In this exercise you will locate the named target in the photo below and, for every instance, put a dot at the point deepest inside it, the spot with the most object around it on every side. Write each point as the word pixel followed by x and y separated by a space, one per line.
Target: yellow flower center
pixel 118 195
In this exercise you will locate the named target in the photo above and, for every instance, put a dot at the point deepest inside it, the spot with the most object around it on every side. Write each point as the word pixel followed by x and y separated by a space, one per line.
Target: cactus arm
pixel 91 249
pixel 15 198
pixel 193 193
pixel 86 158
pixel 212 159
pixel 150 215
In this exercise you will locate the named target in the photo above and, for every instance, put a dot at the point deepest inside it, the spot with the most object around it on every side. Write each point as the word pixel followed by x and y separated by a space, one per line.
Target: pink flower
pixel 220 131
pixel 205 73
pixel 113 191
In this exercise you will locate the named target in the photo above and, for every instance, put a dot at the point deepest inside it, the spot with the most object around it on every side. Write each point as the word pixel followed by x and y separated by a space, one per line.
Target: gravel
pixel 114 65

==

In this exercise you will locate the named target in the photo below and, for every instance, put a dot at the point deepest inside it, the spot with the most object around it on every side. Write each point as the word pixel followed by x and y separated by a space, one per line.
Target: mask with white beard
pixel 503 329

* THE EXERCISE: Please count the lines of data above that contain the word "flower", and reply with only that number.

* RESPONSE BELOW: 2